> WHAT TO DO: Write out the items again, starting with the line that contains "Annotate the light" and continuing through the end of the items. Keep each request line as it is, and shift every coordinate in the answers by adding 95 to it.

Position identification records
==*==
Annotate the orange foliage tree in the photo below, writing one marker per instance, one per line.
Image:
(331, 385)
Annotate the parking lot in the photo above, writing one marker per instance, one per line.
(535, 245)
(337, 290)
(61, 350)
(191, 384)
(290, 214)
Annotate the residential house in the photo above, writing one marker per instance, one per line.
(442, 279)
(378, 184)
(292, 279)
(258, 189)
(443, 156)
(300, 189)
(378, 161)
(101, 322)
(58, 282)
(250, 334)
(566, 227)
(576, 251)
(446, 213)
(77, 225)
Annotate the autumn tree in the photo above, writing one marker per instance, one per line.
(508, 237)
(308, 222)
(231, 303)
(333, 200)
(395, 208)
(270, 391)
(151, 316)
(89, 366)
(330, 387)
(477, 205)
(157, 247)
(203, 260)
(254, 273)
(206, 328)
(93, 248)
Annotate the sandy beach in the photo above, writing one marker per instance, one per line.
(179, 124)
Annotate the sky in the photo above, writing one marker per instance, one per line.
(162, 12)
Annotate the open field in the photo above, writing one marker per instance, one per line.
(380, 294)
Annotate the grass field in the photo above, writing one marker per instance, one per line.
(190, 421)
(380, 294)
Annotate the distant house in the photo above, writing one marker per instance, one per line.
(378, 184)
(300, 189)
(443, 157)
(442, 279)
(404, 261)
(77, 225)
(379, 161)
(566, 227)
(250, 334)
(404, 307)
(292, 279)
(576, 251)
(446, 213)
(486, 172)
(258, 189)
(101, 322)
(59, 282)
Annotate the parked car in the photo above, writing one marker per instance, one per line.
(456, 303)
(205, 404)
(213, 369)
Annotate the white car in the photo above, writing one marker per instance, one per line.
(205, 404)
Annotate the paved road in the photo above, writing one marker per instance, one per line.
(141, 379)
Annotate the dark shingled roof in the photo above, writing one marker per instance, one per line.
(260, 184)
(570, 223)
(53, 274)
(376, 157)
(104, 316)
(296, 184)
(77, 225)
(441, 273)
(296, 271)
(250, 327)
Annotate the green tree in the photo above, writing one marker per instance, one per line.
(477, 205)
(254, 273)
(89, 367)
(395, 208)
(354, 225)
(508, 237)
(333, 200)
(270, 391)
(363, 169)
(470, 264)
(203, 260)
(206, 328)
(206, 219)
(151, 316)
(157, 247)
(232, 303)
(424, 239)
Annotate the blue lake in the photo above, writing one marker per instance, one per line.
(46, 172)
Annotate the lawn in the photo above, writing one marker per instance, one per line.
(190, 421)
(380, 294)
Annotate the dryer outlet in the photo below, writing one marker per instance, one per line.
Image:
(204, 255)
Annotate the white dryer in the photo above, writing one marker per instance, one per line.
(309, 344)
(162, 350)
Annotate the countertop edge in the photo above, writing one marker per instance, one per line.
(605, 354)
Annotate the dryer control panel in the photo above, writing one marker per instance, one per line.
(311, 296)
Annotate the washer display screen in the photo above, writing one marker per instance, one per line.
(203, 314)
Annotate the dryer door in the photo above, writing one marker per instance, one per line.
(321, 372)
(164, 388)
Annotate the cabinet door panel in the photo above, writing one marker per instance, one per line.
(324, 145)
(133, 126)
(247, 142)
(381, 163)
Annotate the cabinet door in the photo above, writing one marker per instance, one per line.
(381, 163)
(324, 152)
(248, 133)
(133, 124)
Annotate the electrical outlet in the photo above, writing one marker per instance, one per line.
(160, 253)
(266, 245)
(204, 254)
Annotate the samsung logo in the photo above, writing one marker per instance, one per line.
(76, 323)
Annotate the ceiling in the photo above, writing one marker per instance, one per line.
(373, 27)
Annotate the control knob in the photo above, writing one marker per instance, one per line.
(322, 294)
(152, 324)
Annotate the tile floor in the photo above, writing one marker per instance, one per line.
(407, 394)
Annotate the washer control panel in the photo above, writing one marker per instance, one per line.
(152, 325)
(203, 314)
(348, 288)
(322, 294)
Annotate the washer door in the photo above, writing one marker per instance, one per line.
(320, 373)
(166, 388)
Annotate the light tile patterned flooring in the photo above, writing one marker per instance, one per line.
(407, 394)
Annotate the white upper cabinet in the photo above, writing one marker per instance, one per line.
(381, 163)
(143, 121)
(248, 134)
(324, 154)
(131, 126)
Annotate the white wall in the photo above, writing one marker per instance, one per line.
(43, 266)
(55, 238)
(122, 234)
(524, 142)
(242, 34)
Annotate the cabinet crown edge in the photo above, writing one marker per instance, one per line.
==*==
> SOLVED PROBLEM:
Annotate the light tile patterned flooring in the photo above, writing one marker per instance, one per line.
(502, 489)
Annotate the white upper cabinet in the photo above, writing one marker per instance, one per line.
(476, 258)
(238, 216)
(343, 229)
(419, 249)
(226, 221)
Annotate the white wall in the photo above, writing one marker per instance, one per line.
(138, 361)
(150, 333)
(217, 329)
(619, 237)
(337, 129)
Annotate the cabinet crown edge in the photo above, writing one marker per instance, one per line.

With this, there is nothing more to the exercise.